Given exercise: Count how many lines in the items below contain the string "snow". Reply with the number only.

Records supplied:
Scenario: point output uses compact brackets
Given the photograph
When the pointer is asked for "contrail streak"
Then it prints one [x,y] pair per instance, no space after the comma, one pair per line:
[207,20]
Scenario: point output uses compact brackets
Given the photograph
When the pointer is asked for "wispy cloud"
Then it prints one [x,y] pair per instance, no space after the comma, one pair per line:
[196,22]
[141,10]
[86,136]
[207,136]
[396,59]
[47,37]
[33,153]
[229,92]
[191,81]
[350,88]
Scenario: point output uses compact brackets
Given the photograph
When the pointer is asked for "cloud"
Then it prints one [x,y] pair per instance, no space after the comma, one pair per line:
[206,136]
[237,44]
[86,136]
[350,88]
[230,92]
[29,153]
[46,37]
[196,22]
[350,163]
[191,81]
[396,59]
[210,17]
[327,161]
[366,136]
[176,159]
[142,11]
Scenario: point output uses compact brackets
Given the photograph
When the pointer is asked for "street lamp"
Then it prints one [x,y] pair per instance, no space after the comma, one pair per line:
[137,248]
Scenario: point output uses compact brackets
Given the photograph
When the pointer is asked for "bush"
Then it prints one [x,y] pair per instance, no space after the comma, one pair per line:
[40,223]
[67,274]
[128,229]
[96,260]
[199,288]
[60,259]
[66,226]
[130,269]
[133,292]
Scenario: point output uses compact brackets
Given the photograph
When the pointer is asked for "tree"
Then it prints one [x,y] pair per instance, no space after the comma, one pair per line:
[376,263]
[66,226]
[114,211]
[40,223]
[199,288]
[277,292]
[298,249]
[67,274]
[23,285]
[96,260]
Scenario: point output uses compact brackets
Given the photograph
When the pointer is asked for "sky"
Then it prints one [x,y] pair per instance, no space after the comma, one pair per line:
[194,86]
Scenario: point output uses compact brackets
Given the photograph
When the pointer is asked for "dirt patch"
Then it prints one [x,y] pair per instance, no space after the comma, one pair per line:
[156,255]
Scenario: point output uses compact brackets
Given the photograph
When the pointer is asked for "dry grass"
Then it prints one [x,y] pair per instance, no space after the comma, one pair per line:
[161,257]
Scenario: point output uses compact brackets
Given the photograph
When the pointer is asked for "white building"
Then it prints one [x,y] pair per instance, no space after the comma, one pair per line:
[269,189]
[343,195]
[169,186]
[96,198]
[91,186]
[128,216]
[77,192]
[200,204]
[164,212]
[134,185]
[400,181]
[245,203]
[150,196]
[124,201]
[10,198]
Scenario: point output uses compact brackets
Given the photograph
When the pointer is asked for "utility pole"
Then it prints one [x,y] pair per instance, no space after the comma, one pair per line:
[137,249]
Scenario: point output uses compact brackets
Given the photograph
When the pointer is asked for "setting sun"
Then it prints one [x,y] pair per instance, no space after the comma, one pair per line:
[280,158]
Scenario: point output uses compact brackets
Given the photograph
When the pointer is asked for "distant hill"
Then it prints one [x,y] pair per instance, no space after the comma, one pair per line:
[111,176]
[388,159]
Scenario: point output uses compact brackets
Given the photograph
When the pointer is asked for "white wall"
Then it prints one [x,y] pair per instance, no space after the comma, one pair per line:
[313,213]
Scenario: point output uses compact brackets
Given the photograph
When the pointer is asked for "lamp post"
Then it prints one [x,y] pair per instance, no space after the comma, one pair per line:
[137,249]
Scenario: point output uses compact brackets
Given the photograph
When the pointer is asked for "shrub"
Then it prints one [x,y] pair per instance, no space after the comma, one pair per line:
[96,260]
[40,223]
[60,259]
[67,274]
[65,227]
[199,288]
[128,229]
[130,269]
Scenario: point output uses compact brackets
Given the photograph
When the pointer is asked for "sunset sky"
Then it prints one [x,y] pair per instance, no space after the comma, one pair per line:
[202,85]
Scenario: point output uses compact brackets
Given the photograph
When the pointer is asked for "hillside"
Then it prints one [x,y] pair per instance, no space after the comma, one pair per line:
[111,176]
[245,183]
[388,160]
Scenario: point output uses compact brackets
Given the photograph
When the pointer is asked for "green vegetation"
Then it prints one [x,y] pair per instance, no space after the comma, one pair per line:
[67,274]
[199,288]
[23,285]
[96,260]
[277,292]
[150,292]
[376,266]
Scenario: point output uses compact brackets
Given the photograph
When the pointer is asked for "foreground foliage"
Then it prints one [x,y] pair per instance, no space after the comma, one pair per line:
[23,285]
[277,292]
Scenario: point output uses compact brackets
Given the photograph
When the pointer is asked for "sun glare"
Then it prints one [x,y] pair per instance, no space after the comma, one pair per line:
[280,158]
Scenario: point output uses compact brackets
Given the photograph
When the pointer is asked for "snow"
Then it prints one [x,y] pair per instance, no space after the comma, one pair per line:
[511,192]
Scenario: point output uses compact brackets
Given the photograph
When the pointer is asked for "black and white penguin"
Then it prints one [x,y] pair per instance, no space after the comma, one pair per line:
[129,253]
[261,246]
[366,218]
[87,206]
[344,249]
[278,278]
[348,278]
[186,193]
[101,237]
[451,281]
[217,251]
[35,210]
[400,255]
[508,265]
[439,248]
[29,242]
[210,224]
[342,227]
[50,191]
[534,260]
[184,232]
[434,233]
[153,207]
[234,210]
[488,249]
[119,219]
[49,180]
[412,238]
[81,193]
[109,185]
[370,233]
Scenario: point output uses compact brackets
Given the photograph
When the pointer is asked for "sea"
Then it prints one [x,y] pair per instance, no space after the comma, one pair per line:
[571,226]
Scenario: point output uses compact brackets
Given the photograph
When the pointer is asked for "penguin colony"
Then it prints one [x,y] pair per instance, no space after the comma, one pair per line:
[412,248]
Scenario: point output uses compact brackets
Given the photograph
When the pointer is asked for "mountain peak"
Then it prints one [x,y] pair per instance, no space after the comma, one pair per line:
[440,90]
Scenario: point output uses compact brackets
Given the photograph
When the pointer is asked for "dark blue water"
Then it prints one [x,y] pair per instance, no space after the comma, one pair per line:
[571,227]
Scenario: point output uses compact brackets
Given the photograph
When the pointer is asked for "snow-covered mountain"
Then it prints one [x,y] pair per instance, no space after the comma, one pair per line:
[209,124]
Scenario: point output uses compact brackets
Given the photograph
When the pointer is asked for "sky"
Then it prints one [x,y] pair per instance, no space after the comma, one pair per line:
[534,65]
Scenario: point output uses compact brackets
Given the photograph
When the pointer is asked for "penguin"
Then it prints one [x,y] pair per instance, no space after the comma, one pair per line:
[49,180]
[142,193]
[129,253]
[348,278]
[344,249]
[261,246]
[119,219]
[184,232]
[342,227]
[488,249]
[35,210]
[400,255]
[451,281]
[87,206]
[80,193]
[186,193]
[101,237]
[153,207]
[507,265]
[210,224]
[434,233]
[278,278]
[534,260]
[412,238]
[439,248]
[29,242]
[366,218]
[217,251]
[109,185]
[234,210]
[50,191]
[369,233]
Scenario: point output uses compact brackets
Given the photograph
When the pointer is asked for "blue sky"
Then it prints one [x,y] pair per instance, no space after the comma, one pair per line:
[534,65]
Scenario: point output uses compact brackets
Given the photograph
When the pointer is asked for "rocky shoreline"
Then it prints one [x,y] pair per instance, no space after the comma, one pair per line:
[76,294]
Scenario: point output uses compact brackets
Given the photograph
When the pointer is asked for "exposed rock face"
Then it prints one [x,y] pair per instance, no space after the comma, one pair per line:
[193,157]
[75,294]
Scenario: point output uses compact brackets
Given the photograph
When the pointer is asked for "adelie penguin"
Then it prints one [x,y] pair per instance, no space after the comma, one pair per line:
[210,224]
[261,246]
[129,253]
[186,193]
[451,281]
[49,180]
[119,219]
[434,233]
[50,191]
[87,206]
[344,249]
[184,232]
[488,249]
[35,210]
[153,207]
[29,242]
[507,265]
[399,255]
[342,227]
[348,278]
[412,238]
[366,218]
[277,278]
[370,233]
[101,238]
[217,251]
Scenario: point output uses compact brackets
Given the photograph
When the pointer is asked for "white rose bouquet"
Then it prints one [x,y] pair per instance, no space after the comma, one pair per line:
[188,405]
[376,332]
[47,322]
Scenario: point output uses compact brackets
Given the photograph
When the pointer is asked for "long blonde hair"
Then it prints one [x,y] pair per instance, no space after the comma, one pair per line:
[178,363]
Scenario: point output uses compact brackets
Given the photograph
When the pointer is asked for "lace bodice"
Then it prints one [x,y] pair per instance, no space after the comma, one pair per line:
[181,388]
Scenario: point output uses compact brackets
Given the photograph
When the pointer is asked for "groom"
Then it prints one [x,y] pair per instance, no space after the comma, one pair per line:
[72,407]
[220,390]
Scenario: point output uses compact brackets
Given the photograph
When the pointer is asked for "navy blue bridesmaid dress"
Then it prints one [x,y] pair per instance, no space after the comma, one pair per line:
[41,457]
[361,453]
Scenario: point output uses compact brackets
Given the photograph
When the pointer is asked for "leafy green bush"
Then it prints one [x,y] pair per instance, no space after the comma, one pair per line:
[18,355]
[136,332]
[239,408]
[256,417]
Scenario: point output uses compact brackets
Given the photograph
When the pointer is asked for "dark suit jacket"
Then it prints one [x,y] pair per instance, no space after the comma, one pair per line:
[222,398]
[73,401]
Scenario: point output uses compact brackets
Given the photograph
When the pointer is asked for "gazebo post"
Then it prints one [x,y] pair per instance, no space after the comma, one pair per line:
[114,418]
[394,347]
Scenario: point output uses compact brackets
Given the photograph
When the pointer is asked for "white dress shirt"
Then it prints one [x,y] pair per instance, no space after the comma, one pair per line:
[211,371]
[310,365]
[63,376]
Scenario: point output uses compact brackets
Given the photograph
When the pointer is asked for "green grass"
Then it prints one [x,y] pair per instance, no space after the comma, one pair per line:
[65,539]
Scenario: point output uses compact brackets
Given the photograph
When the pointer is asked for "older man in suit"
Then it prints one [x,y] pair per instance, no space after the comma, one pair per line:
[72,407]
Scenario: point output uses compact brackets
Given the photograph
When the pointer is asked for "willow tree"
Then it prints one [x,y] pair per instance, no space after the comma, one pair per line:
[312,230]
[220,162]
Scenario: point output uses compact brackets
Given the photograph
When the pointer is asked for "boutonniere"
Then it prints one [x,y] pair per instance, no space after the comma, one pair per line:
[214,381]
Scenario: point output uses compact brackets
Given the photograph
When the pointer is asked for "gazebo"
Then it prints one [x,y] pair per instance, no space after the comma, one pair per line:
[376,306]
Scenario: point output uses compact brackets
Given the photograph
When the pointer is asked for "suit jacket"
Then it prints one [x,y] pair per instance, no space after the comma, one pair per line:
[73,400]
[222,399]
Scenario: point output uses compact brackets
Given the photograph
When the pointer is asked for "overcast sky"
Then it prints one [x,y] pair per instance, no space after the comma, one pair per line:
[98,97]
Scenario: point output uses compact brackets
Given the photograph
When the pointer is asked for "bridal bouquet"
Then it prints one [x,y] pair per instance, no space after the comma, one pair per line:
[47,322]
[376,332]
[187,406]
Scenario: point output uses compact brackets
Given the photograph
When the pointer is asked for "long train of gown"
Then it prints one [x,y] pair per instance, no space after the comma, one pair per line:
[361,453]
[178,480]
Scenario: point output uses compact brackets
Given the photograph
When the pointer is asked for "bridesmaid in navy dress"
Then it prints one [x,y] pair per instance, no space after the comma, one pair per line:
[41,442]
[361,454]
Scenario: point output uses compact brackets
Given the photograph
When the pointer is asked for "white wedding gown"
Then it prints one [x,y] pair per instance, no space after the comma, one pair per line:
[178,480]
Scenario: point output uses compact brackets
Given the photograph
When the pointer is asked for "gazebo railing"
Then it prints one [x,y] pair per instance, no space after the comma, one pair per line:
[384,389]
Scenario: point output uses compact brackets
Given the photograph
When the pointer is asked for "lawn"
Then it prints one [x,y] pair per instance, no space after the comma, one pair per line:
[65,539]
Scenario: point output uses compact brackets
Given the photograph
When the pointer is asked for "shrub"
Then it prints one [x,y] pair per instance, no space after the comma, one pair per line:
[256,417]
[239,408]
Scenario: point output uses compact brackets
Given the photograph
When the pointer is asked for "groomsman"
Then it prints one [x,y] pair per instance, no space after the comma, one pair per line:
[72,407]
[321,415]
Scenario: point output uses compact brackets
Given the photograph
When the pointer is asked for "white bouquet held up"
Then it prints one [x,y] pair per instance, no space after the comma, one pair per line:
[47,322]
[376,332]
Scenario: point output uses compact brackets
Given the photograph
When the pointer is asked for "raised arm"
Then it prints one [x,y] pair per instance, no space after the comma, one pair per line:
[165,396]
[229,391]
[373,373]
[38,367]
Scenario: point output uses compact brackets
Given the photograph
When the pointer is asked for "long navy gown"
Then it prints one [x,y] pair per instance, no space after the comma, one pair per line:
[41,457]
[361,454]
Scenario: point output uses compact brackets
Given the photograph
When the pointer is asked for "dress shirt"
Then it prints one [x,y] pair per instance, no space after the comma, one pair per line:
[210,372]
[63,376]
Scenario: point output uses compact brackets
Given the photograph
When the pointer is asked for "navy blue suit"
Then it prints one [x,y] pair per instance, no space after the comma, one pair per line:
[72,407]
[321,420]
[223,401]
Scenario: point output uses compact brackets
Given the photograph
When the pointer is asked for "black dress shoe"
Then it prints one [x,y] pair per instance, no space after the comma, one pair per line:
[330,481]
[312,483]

Completed task: 2